--- Entries provided ---
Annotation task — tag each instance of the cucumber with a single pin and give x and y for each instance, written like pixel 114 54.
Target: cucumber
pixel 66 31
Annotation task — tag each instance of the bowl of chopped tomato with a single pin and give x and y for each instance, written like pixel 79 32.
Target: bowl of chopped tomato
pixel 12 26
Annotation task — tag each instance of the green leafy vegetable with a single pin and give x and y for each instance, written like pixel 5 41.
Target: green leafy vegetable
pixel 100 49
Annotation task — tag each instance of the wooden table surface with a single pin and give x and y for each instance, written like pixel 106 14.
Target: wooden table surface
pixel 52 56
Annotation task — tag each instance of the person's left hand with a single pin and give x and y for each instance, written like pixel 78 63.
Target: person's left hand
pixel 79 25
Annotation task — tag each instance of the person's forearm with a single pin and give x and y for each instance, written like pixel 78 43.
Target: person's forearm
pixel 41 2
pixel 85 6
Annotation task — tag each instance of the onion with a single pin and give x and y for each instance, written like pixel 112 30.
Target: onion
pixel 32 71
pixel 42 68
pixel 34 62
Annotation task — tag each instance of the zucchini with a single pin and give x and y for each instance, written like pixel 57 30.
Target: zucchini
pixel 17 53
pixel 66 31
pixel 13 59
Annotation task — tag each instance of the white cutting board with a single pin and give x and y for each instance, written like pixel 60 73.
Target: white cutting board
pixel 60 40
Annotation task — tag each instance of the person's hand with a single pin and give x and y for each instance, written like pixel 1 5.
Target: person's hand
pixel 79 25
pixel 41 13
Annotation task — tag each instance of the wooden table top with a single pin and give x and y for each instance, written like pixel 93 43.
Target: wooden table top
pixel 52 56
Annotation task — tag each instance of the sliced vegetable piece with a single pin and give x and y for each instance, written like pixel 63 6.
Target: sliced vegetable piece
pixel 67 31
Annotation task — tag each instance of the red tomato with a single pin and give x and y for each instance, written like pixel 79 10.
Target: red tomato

--- Directive ---
Print the entire listing above again word for word, from its first line to its last.

--- Result of the exercise ---
Annotation task — tag each instance of the cucumber with a single pin and give x and y for each instance, written like pixel 114 54.
Target: cucumber
pixel 66 31
Annotation task — tag each instance of the bowl of chopped tomato with a single pin and give x and y for each instance, written like pixel 79 32.
Target: bowl of chopped tomato
pixel 12 26
Annotation task — tag each instance of the green leafy vegetable with a single pin and give x and y for each instance, written like pixel 5 41.
Target: green leafy vegetable
pixel 100 49
Annotation task — tag each instance of the wooden table surface with a single pin and give x and y for each instance, written like pixel 106 14.
Target: wooden table surface
pixel 52 56
Annotation task — tag each instance of the person's left hand with a single pin and give x and y for each instance, written like pixel 78 63.
Target: person's left hand
pixel 79 25
Annotation task — tag each instance of the person's forearm with a single pin and give x and y for each instance, written like pixel 78 43.
Target: person's forearm
pixel 41 2
pixel 85 6
Annotation task — tag each instance of the onion with a single pin and give x and y for each instance, written like pixel 112 30.
Target: onion
pixel 32 71
pixel 42 68
pixel 34 62
Annotation task — tag each instance of the zucchini with a single pin and give x and y for each instance, written like pixel 57 30.
Target: zucchini
pixel 17 53
pixel 66 31
pixel 13 59
Annotation task — tag each instance of the white cutting board with a single pin and give x and y for each instance, written like pixel 60 73.
Target: white cutting board
pixel 60 40
Annotation task — tag each instance of the person's hand with a single pin and give x and y for each instance, written like pixel 1 5.
Target: person's hand
pixel 79 25
pixel 41 13
Annotation task — tag each instance of the wooden table top with a single pin and give x and y for each instance, written like pixel 93 43.
Target: wooden table top
pixel 52 56
Annotation task — tag each instance of the sliced vegetable piece with a single pin and give x and y for each instance, written like pixel 63 6.
Target: sliced vegetable piece
pixel 67 31
Annotation task — tag each instance of the red tomato with a single pin and give x and y for each instance, written like pixel 79 10.
Target: red tomato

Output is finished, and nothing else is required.